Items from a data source

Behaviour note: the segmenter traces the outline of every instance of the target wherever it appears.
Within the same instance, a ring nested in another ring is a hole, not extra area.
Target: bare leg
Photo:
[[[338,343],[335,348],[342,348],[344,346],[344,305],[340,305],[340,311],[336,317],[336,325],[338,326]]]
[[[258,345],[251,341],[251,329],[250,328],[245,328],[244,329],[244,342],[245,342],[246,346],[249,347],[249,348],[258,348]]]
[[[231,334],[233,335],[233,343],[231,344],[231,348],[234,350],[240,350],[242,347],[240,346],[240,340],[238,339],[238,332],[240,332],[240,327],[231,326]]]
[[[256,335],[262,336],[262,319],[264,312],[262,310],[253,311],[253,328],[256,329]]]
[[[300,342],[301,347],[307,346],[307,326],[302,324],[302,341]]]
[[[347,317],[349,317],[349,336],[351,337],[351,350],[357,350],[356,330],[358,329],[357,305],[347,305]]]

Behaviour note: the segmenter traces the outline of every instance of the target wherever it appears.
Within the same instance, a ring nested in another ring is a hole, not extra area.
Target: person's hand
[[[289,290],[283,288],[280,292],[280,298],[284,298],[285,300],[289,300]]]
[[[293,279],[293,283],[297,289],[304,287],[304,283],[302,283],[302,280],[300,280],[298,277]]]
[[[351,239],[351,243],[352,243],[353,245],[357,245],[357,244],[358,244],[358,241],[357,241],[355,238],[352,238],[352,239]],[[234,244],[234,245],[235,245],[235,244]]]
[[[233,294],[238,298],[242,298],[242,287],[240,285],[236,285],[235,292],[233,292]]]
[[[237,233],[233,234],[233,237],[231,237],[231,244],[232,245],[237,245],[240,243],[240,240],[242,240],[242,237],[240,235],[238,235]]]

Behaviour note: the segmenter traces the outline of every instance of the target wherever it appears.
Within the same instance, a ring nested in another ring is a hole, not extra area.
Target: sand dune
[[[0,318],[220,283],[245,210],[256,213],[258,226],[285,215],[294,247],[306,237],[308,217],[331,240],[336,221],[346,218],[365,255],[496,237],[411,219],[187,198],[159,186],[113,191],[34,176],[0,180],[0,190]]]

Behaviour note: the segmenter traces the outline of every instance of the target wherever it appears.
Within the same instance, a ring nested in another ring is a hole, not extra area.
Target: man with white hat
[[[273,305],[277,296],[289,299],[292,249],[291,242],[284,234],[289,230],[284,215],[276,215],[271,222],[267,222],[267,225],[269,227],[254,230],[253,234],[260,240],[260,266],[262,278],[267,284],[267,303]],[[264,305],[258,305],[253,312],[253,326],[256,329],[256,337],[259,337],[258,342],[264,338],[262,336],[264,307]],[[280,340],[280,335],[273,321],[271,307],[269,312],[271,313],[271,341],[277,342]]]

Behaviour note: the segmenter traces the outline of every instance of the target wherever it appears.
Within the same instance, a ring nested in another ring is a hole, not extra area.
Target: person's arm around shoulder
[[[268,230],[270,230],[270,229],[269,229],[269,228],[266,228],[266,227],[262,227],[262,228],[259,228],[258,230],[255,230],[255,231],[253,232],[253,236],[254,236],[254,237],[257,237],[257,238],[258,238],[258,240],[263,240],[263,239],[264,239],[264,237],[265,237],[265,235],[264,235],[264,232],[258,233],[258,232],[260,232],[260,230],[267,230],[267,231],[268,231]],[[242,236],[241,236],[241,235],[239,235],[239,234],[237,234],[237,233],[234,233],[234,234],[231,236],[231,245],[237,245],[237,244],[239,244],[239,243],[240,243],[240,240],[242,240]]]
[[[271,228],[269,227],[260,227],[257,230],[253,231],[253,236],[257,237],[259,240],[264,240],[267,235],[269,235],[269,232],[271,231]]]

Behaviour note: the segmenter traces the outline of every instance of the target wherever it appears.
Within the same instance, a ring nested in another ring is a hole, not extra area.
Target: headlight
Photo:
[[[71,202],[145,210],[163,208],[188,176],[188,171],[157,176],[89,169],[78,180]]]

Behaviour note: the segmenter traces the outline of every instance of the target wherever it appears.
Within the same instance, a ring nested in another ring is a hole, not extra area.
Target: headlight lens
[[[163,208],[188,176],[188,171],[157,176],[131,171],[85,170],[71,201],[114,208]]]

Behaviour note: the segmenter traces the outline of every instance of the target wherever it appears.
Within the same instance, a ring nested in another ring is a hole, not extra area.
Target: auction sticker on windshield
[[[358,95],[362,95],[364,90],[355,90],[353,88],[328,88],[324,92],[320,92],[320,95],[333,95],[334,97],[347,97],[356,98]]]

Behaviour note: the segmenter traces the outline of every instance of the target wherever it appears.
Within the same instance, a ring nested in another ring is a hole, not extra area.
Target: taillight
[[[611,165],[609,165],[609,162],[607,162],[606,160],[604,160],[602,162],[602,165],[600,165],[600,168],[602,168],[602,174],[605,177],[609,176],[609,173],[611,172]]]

Task prompt
Please restate the preceding entries word for word.

Answer section
Behaviour note: the segmenter traces the outline of every instance of the target wherever it appears.
Within the same instance, a ring nested in another ring is a hole, not extra area.
Target: bare leg
Photo:
[[[338,343],[335,348],[342,348],[344,346],[344,305],[340,305],[340,311],[336,317],[336,325],[338,326]]]
[[[258,345],[251,341],[251,329],[250,328],[245,328],[244,329],[244,342],[245,342],[246,346],[249,347],[249,348],[258,348]]]
[[[231,334],[233,335],[233,343],[231,344],[231,348],[234,350],[240,350],[242,347],[240,346],[240,340],[238,339],[238,332],[240,332],[240,327],[231,326]]]
[[[256,335],[262,336],[262,319],[264,312],[262,310],[253,311],[253,328],[256,329]]]
[[[300,342],[301,347],[307,346],[307,326],[302,324],[302,341]]]
[[[347,317],[349,317],[349,336],[351,337],[351,350],[357,350],[356,330],[358,329],[357,305],[347,305]]]

Behaviour note: the segmenter traces the outline of every instance of the target wherever it appears.
Within the same instance, a ring nested in another ring is a hole, not extra area.
Target: person's hand
[[[289,290],[283,288],[280,292],[280,298],[284,298],[285,300],[289,300]]]
[[[293,279],[293,283],[297,289],[304,287],[304,283],[302,283],[302,280],[300,280],[298,277]]]
[[[351,239],[351,243],[352,243],[353,245],[357,245],[357,244],[358,244],[358,241],[357,241],[355,238],[352,238],[352,239]],[[234,244],[234,245],[235,245],[235,244]]]
[[[233,294],[238,298],[242,298],[242,287],[240,285],[236,285],[235,292],[233,292]]]
[[[237,233],[233,234],[233,237],[231,237],[231,244],[232,245],[237,245],[240,243],[240,240],[242,240],[242,237],[240,235],[238,235]]]

Behaviour note: the segmenter traces the outline of every instance of the target wherever it appears.
Within the same instance, a ring nested in another ring is a hole, not extra area.
Target: sand dune
[[[0,318],[220,283],[245,210],[256,213],[258,226],[285,215],[294,247],[306,237],[308,217],[331,240],[336,221],[346,218],[365,255],[496,237],[411,219],[187,198],[159,186],[113,191],[34,176],[0,180],[0,190]]]

Behaviour note: the segmenter traces the outline of every instance of the target wherever it appears.
Within the same instance, a ring nested in another ring is a hole, not extra area.
Target: man with white hat
[[[273,305],[277,296],[289,299],[292,249],[291,242],[284,234],[289,230],[284,215],[276,215],[271,222],[267,222],[267,225],[269,227],[254,230],[253,234],[260,240],[260,266],[262,278],[267,284],[267,303]],[[264,305],[258,305],[253,312],[253,326],[256,329],[256,337],[259,337],[258,342],[264,338],[262,336],[264,307]],[[280,340],[280,335],[273,321],[271,307],[269,312],[271,313],[271,341],[277,342]]]

Behaviour note: the segmenter traces the outline of every instance of the target wherever it appears.
Within the same instance, a ring nested in another ring is a hole, not extra area.
Target: person's arm around shoulder
[[[268,230],[270,230],[270,229],[269,229],[269,228],[266,228],[266,227],[262,227],[262,228],[259,228],[258,230],[255,230],[255,231],[253,232],[253,236],[254,236],[254,237],[257,237],[257,238],[258,238],[258,240],[263,240],[263,239],[264,239],[264,237],[265,237],[265,235],[264,235],[264,232],[258,233],[258,232],[260,232],[260,230],[267,230],[267,231],[268,231]],[[242,236],[241,236],[241,235],[239,235],[239,234],[237,234],[237,233],[234,233],[234,234],[231,236],[231,245],[237,245],[237,244],[239,244],[239,243],[240,243],[240,240],[242,240]]]
[[[271,228],[269,227],[260,227],[257,230],[253,231],[253,236],[257,237],[259,240],[264,240],[267,235],[269,235],[269,232],[271,231]]]

Behaviour note: the segmenter traces the outline of every instance of the target wherever it appears.
Within the same instance, a ring nested in another ring is a hole, not extra area.
Target: headlight
Photo:
[[[71,202],[145,210],[163,208],[188,176],[188,171],[157,176],[89,169],[78,180]]]

Behaviour note: the segmenter traces the outline of every instance of the target wherever it appears.
Within the same instance, a ring nested in another ring is a hole, not extra area.
Target: headlight lens
[[[163,208],[188,176],[188,171],[157,176],[131,171],[85,170],[71,201],[114,208]]]

Behaviour note: the segmenter traces the outline of every instance of the target wherever it appears.
Within the same instance, a ring nested in another ring is a hole, not extra area.
Target: auction sticker on windshield
[[[358,95],[362,95],[364,90],[355,90],[353,88],[328,88],[324,92],[320,92],[320,95],[333,95],[334,97],[347,97],[356,98]]]

Behaviour note: the segmenter traces the outline of every instance of the target wherever it appears.
Within the same instance, a ring nested in another ring is a hole, not extra area.
Target: taillight
[[[611,165],[609,165],[609,162],[607,162],[606,160],[604,160],[602,162],[602,165],[600,165],[600,168],[602,168],[602,174],[605,177],[609,176],[609,173],[611,172]]]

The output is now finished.